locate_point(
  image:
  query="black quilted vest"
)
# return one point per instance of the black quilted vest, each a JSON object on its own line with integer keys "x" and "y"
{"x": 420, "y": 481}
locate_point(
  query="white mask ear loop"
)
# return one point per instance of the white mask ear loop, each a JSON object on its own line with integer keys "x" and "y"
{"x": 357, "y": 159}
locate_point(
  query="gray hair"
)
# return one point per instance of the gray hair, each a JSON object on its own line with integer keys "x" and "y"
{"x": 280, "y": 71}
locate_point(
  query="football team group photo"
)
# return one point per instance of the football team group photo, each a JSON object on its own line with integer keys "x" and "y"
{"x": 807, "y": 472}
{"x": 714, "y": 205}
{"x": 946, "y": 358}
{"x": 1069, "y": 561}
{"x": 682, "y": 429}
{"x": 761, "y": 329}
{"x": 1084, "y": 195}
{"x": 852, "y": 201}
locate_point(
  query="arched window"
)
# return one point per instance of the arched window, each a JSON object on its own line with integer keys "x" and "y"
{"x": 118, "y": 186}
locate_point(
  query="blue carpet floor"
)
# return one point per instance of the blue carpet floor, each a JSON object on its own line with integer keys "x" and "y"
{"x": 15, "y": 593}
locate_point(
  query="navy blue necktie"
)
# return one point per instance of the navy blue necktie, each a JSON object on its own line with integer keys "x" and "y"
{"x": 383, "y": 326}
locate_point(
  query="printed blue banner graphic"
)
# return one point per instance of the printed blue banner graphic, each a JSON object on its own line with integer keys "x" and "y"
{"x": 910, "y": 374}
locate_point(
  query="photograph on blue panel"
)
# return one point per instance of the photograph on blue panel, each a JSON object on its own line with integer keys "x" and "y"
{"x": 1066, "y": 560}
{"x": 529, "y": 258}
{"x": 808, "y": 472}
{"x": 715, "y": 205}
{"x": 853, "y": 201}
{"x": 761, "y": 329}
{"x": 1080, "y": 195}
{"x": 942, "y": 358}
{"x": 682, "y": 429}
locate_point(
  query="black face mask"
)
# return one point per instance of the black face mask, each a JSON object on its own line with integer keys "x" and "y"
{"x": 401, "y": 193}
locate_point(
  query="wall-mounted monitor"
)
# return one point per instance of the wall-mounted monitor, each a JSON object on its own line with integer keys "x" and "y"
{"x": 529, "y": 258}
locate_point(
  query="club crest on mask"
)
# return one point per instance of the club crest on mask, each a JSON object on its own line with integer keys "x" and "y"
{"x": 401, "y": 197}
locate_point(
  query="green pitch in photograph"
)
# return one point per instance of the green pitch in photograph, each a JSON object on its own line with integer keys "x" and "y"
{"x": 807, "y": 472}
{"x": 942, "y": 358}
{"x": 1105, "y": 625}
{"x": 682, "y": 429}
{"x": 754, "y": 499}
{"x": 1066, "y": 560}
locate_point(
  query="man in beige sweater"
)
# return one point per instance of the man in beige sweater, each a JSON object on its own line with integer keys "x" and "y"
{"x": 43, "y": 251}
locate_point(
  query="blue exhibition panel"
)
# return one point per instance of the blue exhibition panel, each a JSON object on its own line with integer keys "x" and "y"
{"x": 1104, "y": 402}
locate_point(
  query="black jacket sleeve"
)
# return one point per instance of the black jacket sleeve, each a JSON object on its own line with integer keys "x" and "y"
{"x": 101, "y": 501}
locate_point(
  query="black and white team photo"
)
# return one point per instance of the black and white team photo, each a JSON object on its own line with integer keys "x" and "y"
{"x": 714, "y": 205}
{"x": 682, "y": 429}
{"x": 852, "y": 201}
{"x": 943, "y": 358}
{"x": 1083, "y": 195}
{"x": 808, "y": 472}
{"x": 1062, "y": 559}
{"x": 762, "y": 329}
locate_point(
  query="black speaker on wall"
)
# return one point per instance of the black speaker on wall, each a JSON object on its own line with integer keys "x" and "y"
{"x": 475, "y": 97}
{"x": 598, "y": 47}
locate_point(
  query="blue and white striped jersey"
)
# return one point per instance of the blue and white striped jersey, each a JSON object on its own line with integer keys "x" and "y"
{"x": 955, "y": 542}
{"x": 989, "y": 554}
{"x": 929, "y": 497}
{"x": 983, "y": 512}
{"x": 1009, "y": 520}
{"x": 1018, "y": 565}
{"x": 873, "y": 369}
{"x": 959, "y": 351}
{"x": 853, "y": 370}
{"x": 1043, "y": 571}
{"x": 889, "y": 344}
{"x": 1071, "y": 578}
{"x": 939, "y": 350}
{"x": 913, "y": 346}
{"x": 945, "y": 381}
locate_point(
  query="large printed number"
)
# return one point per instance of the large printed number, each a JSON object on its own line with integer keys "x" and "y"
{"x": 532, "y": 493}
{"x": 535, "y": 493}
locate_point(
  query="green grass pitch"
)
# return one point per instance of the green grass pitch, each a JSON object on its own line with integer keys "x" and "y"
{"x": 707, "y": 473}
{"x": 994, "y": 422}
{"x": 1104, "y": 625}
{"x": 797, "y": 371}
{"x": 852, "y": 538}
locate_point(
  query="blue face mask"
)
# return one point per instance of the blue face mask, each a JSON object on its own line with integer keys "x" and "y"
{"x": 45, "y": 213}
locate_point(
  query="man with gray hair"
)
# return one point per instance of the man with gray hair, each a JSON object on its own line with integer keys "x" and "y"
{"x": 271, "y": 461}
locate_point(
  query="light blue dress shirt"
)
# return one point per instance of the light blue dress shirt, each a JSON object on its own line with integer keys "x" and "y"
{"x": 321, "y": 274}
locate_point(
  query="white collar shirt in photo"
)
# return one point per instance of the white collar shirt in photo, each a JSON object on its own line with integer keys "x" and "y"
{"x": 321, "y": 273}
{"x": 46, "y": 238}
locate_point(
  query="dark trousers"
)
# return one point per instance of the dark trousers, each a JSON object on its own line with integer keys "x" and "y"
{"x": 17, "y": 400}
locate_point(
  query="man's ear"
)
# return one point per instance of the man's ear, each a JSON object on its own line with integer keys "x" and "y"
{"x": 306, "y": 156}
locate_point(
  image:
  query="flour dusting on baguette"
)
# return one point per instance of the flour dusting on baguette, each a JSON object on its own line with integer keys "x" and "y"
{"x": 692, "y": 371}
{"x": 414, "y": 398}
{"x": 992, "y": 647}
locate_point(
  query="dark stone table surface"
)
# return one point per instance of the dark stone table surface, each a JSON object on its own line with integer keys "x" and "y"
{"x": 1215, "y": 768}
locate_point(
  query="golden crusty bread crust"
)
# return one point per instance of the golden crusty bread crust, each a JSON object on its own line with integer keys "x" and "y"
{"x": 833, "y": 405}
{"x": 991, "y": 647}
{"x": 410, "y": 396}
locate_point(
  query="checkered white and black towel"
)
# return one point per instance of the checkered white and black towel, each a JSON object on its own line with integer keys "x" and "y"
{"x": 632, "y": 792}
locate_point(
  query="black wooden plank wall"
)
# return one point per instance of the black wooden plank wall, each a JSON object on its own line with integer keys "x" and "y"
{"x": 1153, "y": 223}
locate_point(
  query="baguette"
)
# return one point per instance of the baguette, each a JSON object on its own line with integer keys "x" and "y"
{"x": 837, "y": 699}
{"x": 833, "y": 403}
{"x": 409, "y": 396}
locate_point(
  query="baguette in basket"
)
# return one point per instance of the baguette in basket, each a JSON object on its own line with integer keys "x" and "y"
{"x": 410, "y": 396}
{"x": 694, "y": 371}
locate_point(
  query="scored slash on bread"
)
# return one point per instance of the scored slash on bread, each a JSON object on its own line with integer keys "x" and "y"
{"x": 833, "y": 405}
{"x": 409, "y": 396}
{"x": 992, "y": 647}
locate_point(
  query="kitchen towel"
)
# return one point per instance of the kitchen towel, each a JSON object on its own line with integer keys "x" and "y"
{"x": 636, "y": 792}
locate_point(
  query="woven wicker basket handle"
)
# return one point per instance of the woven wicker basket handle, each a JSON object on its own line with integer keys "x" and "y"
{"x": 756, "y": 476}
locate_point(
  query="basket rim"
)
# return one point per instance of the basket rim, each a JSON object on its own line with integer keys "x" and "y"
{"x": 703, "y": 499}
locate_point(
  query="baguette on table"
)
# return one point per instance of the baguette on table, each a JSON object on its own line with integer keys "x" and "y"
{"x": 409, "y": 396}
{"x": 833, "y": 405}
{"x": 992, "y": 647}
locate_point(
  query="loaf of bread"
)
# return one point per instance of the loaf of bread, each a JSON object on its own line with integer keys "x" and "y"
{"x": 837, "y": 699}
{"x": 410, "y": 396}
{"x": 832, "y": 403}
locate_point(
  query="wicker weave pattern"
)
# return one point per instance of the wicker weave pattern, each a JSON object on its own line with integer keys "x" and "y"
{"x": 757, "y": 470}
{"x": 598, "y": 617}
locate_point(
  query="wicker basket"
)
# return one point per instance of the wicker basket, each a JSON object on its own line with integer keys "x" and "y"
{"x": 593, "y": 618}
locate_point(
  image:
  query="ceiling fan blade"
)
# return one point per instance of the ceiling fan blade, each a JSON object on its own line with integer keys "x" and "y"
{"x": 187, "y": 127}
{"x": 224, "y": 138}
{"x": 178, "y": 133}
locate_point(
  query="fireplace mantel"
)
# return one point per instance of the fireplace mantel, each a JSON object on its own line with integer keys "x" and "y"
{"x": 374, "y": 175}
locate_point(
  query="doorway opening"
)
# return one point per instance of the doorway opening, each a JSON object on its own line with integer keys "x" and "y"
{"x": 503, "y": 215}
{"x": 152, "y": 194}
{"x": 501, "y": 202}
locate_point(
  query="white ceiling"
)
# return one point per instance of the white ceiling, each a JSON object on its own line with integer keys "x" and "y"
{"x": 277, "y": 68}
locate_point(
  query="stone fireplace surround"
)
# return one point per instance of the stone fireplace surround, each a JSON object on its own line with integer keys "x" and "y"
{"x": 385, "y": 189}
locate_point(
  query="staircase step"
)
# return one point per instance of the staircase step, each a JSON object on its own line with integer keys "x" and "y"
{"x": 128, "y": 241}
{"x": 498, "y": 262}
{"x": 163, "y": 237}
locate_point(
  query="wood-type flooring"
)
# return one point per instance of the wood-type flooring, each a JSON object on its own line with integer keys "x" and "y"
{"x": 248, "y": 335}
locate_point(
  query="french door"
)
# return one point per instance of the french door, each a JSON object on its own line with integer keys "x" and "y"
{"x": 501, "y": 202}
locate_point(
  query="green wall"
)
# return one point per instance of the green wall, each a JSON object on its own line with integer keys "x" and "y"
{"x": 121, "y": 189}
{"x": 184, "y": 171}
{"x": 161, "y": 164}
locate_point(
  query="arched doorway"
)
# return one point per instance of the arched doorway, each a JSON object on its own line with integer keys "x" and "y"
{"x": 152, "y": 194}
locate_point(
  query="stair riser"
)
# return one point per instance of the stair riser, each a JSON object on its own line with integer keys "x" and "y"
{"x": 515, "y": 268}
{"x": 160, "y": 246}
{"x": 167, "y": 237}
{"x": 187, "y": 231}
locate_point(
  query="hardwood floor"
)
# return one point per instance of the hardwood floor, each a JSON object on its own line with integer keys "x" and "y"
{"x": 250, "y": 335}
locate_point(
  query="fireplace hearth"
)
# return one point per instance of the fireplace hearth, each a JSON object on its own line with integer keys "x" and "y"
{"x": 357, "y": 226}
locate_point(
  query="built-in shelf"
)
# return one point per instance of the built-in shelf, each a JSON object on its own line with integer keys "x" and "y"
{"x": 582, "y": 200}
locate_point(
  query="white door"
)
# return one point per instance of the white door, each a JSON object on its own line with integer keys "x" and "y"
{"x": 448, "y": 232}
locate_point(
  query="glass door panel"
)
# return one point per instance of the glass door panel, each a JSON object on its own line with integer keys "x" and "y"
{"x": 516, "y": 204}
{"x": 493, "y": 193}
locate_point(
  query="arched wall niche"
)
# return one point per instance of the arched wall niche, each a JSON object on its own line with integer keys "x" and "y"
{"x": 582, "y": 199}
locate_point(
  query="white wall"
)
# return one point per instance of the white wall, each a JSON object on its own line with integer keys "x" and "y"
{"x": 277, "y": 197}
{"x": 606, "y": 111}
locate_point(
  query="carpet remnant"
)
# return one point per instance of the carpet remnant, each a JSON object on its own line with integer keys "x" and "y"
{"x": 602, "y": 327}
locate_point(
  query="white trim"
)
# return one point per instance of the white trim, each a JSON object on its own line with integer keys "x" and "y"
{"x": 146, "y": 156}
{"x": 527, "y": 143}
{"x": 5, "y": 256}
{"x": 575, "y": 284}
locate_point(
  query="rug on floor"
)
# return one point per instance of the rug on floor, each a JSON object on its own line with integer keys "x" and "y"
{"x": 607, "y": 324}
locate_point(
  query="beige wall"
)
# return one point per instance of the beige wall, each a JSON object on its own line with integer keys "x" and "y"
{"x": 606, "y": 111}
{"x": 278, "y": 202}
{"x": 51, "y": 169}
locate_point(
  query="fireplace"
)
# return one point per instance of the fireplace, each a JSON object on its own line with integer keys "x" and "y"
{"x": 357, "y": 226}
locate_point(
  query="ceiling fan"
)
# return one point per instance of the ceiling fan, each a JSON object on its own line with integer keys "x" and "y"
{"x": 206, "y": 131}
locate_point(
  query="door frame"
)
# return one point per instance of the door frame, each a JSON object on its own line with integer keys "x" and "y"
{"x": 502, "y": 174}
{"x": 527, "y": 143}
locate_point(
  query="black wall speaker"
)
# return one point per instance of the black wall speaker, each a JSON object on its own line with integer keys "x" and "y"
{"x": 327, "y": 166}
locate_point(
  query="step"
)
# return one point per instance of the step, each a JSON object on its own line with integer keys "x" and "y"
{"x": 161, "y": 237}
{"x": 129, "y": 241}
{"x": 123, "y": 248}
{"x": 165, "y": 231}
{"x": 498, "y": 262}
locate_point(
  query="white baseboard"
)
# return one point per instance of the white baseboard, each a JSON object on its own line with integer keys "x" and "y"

━━━━━━━━

Task details: Report each line in the rows above that contains the string "vest", copying every such line in full.

In response:
  query="black quilted vest"
# return one point per instance of the black quilted vest, each a JSON object on its own line with integer keys "x" and "y"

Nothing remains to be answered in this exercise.